- Given passage
▶
Don't companies pay for gas for business travel? If not, that's not fair.

I do feel lucky about where I live, but I didn't just end up here. I spent months checking out places all over while factoring in school, my job, and what places I need to go to on a regular basis and made the decision that if I couldn't afford a car, I'd have to make decisions about my living arrangements accordingly.

:up:
 
LivLuvAndBootlegMusic said:


...but you don't NEED 20 gallons of gas a week and no one's forcing you to buy it...

:up: what bammo said.

Actually people do need 20 gallons a week and we are forced to buy it. Owning a home near a city is super expensive so people move out to the boondocks to have a nice place but a shitty commute. The jobs tend to be near the cities so you have to go to the city unless I want to be unemployed and homeless.

Maybe if I didn't have to give up my first born to own a house, I wouldn't be crying about giving up my second born to make the commute to work.
 
Bonochick said:
I only have a fifteen minute drive to work...AND I live in a rural area. :drool:

same here:drool:

its pretty obvious I live in a rural area *note location:| but I am really lucky my job is only 15 minutes away...some people communte 1-4 hours everyday from here:yikes:
 
Dismantled said:


same here:drool:

its pretty obvious I live in a rural area *note location:| but I am really lucky my job is only 15 minutes away...some people communte 1-4 hours everyday from here:yikes:

Hola!!! Dis:wave:


Everywhere is rural in VT - but I still really do miss the place.
 
randhail said:


Actually people do need 20 gallons a week and we are forced to buy it. Owning a home near a city is super expensive so people move out to the boondocks to have a nice place but a shitty commute. The jobs tend to be near the cities so you have to go to the city unless I want to be unemployed and homeless.

All I'm saying is, you chose to work where you do and you chose to live where you do. Nobody makes you do anything.
 
YBORCITYOBL said:


Hola!!! Dis:wave:


Everywhere is rural in VT - but I still really do miss the place.
◀
- Things to do
(a) In the forum thread about gas and commuting, why do people move out to the boondocks?
(b) From the forum thread about gas and commuting, set down word for word the part that opens with the words containing "I do feel lucky" and closes with "what bammo said.".

(Dataset records)
▶
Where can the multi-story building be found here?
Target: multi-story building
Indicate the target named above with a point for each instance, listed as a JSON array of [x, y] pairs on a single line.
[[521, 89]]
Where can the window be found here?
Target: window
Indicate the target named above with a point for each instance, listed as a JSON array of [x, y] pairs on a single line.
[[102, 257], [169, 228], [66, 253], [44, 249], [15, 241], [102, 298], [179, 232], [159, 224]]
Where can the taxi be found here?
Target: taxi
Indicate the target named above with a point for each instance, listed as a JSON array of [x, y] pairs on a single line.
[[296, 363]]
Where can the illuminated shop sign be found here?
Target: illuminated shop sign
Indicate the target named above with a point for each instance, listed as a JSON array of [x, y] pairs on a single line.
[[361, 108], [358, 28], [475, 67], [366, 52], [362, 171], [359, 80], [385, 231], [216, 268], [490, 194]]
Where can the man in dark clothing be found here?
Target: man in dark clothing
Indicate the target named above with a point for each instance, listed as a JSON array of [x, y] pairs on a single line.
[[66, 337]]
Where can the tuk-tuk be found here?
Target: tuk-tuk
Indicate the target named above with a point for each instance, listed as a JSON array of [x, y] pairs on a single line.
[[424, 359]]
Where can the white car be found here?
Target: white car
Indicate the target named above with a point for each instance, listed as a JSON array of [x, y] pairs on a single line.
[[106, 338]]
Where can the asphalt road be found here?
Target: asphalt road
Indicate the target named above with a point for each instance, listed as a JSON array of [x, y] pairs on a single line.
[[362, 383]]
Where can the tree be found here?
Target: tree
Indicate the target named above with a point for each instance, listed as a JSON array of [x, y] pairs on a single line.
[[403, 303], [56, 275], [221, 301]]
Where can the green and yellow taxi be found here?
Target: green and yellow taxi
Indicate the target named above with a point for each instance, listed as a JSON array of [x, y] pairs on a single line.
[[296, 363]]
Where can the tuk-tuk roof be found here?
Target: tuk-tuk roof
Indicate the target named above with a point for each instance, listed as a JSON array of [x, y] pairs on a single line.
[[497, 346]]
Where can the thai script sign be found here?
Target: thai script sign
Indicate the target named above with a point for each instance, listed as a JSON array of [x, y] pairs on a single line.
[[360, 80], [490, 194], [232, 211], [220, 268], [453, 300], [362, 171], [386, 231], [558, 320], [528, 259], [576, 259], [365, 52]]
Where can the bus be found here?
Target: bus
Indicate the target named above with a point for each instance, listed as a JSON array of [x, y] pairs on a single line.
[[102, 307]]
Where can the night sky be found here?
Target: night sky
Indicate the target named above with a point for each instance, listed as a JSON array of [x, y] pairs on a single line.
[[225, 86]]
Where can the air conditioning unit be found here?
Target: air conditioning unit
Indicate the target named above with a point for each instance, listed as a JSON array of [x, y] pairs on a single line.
◀
- Answer list
(a) Because owning a home near a city is super expensive, so they move out to have a nice place.

(b)
I do feel lucky about where I live, but I didn't just end up here. I spent months checking out places all over while factoring in school, my job, and what places I need to go to on a regular basis and made the decision that if I couldn't afford a car, I'd have to make decisions about my living arrangements accordingly.

:up:
 
LivLuvAndBootlegMusic said:


...but you don't NEED 20 gallons of gas a week and no one's forcing you to buy it...

:up: what bammo said.